Reproduce the items from the start through the line that contains "<point>100,161</point>", including both ends. Leave the pictures out of your copy.

▼▼▼

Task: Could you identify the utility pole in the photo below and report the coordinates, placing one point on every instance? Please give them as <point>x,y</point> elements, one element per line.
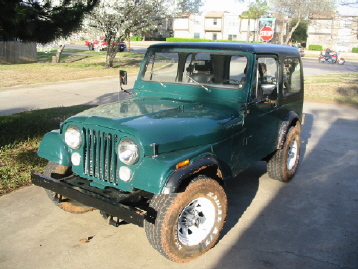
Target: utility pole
<point>248,25</point>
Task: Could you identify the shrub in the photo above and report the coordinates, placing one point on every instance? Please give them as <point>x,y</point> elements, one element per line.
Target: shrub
<point>315,47</point>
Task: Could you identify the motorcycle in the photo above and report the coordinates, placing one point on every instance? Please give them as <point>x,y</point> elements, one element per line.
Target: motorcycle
<point>336,58</point>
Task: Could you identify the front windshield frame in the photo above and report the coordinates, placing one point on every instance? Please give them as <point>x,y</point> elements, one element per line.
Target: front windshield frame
<point>202,68</point>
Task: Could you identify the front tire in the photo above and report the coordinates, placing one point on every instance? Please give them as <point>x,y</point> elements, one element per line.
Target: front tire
<point>283,164</point>
<point>188,224</point>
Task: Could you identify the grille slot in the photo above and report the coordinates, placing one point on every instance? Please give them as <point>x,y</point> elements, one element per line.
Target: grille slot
<point>100,161</point>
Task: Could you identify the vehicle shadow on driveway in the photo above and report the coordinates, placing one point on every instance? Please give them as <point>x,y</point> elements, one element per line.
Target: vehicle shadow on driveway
<point>242,190</point>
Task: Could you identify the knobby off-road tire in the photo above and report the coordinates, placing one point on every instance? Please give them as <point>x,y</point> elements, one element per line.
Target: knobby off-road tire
<point>283,164</point>
<point>188,224</point>
<point>57,171</point>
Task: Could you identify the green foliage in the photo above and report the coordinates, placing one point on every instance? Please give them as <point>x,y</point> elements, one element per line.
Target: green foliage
<point>300,34</point>
<point>175,39</point>
<point>136,38</point>
<point>41,21</point>
<point>239,41</point>
<point>19,139</point>
<point>315,47</point>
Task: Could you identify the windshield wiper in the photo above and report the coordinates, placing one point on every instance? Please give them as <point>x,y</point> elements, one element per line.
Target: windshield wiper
<point>155,76</point>
<point>203,86</point>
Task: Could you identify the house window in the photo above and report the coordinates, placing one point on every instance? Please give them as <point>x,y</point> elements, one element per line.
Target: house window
<point>232,37</point>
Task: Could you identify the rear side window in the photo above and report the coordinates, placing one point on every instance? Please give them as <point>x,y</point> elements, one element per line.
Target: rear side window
<point>291,76</point>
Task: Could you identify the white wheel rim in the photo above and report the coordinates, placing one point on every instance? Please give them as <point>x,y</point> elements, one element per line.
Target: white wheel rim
<point>196,221</point>
<point>292,155</point>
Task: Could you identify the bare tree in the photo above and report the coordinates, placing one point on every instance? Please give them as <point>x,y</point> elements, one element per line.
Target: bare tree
<point>116,19</point>
<point>300,10</point>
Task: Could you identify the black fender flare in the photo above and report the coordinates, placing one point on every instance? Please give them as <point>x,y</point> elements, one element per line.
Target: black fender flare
<point>176,179</point>
<point>290,119</point>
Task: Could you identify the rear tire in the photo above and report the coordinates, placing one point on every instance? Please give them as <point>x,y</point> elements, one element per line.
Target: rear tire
<point>57,171</point>
<point>188,224</point>
<point>283,164</point>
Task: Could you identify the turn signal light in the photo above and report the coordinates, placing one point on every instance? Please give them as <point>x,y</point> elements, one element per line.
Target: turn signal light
<point>183,163</point>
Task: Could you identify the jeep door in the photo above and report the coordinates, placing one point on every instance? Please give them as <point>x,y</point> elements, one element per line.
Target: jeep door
<point>262,119</point>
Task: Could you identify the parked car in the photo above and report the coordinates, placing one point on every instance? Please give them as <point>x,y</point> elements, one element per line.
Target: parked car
<point>300,50</point>
<point>102,45</point>
<point>199,114</point>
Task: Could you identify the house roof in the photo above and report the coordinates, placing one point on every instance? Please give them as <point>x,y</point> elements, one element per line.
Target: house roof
<point>214,14</point>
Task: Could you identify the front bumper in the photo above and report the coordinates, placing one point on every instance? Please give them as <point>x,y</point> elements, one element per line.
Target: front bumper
<point>78,189</point>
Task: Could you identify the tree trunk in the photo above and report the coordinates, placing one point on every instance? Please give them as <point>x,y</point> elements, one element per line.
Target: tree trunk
<point>59,51</point>
<point>288,37</point>
<point>111,53</point>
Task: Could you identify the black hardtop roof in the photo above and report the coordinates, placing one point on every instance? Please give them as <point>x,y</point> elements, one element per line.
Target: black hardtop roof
<point>234,46</point>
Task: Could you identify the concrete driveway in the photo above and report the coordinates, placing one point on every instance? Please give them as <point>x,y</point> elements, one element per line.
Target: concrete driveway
<point>311,222</point>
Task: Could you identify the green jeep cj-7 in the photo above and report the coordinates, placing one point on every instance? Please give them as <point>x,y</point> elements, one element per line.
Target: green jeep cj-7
<point>199,113</point>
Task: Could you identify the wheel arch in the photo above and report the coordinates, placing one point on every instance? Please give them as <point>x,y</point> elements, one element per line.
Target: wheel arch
<point>288,121</point>
<point>207,165</point>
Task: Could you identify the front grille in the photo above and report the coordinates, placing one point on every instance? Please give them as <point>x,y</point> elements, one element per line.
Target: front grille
<point>100,157</point>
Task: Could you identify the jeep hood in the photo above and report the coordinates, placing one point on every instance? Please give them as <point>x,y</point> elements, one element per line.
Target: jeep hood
<point>170,123</point>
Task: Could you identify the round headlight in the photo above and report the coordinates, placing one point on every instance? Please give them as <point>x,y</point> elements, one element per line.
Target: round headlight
<point>73,137</point>
<point>128,151</point>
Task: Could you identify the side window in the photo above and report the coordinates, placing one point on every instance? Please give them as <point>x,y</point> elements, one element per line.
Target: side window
<point>291,76</point>
<point>238,70</point>
<point>266,77</point>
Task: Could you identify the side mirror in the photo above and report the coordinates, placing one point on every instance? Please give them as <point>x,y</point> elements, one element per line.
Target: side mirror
<point>267,89</point>
<point>123,77</point>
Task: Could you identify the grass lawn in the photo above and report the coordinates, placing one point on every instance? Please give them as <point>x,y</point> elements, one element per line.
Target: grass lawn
<point>339,88</point>
<point>75,64</point>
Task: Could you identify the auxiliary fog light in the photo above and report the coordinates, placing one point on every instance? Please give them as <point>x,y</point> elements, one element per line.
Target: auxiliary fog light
<point>75,158</point>
<point>125,173</point>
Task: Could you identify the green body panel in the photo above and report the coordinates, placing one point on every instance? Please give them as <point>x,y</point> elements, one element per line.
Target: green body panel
<point>183,121</point>
<point>54,149</point>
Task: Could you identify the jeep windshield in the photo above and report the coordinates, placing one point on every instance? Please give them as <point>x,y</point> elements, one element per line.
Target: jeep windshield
<point>203,69</point>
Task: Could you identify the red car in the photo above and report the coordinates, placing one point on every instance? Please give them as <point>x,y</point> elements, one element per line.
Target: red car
<point>102,45</point>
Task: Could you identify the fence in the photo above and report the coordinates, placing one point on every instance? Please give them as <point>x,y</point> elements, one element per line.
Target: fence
<point>12,52</point>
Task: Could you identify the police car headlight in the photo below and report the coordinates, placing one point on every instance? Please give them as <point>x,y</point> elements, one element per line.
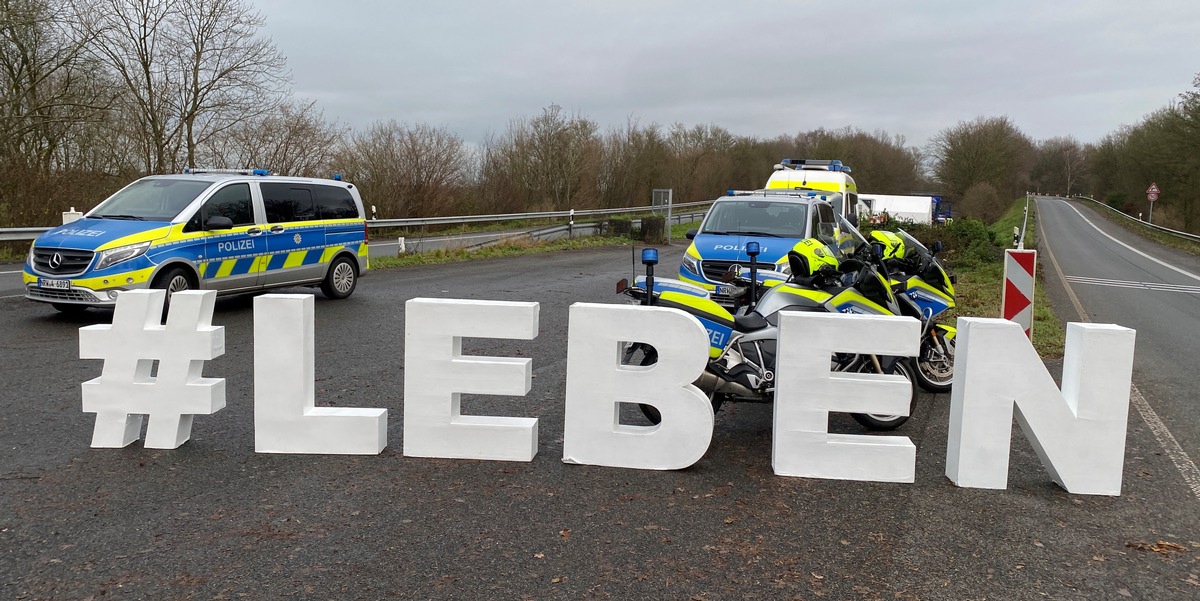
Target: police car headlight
<point>121,253</point>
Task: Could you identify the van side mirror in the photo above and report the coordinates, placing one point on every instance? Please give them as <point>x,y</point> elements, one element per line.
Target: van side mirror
<point>219,222</point>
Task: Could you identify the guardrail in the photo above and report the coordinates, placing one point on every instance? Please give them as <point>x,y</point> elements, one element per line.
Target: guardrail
<point>18,234</point>
<point>1158,228</point>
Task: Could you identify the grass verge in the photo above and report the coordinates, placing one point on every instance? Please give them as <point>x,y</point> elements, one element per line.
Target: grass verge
<point>491,252</point>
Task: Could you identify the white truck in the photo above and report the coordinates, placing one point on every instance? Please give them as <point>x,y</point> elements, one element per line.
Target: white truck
<point>917,209</point>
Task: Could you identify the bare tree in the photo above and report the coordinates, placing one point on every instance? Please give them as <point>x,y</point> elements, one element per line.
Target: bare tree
<point>190,70</point>
<point>48,89</point>
<point>987,150</point>
<point>409,172</point>
<point>293,140</point>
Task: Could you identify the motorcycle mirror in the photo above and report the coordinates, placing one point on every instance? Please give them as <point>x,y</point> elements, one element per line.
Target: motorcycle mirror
<point>649,256</point>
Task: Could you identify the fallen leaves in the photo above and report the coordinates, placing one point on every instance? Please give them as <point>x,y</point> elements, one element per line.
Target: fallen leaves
<point>1164,547</point>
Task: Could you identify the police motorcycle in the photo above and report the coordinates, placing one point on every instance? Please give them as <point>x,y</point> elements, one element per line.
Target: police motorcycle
<point>743,347</point>
<point>925,290</point>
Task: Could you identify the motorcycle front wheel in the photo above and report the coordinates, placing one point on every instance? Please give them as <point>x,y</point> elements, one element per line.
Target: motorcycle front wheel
<point>886,422</point>
<point>935,368</point>
<point>642,355</point>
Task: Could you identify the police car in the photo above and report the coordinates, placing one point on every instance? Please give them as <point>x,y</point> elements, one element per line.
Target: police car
<point>775,218</point>
<point>226,230</point>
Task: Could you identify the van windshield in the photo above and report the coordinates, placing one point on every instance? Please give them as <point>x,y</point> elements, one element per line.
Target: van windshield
<point>757,217</point>
<point>151,199</point>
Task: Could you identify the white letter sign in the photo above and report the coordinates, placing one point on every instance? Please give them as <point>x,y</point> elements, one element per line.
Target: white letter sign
<point>1079,433</point>
<point>597,384</point>
<point>125,390</point>
<point>807,391</point>
<point>286,416</point>
<point>436,374</point>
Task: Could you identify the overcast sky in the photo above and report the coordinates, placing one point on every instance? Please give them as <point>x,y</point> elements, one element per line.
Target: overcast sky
<point>763,68</point>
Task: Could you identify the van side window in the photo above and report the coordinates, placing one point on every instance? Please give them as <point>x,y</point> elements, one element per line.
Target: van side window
<point>232,200</point>
<point>823,223</point>
<point>288,202</point>
<point>335,203</point>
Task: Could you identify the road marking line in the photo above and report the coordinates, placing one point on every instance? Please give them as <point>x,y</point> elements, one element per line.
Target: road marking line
<point>1180,457</point>
<point>1193,276</point>
<point>1140,286</point>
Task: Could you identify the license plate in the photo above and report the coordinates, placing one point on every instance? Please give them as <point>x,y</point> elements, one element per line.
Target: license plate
<point>57,284</point>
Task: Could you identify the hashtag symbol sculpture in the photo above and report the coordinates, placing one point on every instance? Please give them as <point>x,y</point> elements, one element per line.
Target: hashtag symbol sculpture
<point>127,389</point>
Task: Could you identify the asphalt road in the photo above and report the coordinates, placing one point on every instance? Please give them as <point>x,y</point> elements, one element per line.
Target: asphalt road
<point>1121,278</point>
<point>213,520</point>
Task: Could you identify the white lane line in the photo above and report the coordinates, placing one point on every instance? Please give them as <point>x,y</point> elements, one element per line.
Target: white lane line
<point>1180,457</point>
<point>1193,276</point>
<point>1140,286</point>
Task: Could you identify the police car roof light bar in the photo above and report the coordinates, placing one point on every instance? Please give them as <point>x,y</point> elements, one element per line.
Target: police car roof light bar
<point>815,163</point>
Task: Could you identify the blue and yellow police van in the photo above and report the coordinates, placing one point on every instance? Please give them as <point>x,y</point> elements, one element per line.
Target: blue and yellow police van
<point>775,218</point>
<point>226,230</point>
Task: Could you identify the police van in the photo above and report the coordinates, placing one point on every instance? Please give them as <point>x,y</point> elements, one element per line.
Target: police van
<point>775,218</point>
<point>225,230</point>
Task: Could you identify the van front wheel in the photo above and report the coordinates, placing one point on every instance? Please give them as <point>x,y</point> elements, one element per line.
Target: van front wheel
<point>341,278</point>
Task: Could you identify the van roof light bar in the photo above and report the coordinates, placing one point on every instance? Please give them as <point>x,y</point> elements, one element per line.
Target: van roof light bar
<point>197,170</point>
<point>815,163</point>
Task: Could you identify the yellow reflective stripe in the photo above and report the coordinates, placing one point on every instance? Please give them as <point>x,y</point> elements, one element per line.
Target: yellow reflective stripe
<point>703,305</point>
<point>226,268</point>
<point>99,283</point>
<point>325,257</point>
<point>294,259</point>
<point>132,239</point>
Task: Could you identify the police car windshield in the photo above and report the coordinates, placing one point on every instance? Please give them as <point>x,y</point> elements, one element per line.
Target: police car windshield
<point>756,217</point>
<point>153,199</point>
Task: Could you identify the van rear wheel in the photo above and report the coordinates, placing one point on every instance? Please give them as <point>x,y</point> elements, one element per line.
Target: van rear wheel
<point>341,278</point>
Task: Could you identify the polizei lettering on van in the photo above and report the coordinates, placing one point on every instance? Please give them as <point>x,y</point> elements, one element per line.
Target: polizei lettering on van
<point>235,245</point>
<point>735,247</point>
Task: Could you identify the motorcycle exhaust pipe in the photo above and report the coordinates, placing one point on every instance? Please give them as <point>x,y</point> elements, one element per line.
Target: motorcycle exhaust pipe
<point>712,383</point>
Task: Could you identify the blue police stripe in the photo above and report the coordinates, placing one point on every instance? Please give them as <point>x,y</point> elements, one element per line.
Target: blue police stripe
<point>241,266</point>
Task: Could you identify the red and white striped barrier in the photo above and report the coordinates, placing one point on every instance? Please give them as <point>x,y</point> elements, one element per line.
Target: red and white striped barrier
<point>1017,301</point>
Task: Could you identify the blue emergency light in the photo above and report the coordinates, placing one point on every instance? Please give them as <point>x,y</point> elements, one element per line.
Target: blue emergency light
<point>649,256</point>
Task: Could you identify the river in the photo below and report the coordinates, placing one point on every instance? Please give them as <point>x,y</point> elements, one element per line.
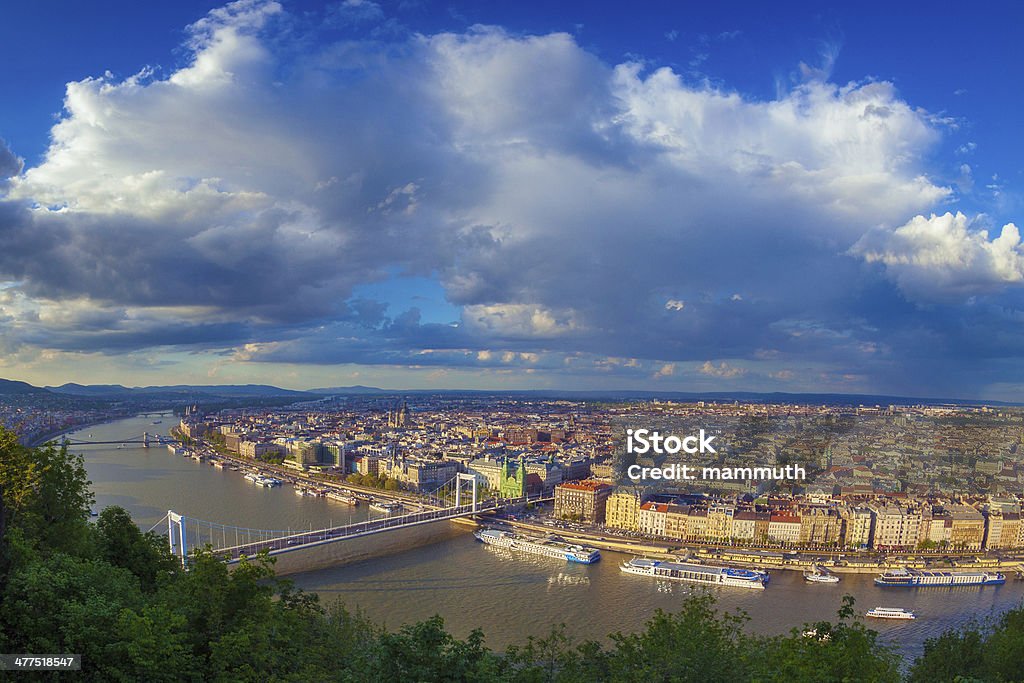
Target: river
<point>470,585</point>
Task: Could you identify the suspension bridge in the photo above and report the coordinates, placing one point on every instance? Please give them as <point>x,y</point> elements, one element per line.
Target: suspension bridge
<point>233,543</point>
<point>145,438</point>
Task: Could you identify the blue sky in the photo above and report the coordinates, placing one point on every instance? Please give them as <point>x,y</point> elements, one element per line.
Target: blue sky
<point>724,196</point>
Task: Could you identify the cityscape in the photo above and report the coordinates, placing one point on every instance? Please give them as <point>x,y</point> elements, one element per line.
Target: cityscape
<point>438,340</point>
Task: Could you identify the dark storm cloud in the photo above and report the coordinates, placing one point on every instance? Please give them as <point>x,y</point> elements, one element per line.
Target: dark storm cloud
<point>569,207</point>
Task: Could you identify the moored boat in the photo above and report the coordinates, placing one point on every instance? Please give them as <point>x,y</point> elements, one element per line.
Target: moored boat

▲▲▲

* [Full output]:
Task: Could you identify the utility pole in the photo below and report the coordinates, placing one point on every instance? Please give them as <point>x,y</point> elements, one element per line.
Target: utility pole
<point>248,25</point>
Task: Could you identify the shrub in the photo above and report the coordinates, placing one point on every instance? Please give them as <point>x,y</point> elements, one element per line.
Target: shrub
<point>315,47</point>
Task: Could you identify the motorcycle in the photo above and report the coordinates, placing one point on every instance? Please give them as <point>x,y</point> elements, one element per line.
Target: motorcycle
<point>336,58</point>
Task: Could you identify the front windshield frame in the photo above and report the coordinates, placing one point on every instance? Please give them as <point>x,y</point> elements, one element per line.
Target: front windshield frame
<point>202,68</point>
Task: Could you identify the front tire in the photo above and report the coordinates, placing one point on every instance? Please give them as <point>x,y</point> elements, one element per line.
Target: front tire
<point>283,164</point>
<point>188,224</point>
Task: Could you identify the grille slot in the photo above and report the coordinates, placing one point on every instance? Please give them as <point>x,y</point> elements, one element per line.
Target: grille slot
<point>100,161</point>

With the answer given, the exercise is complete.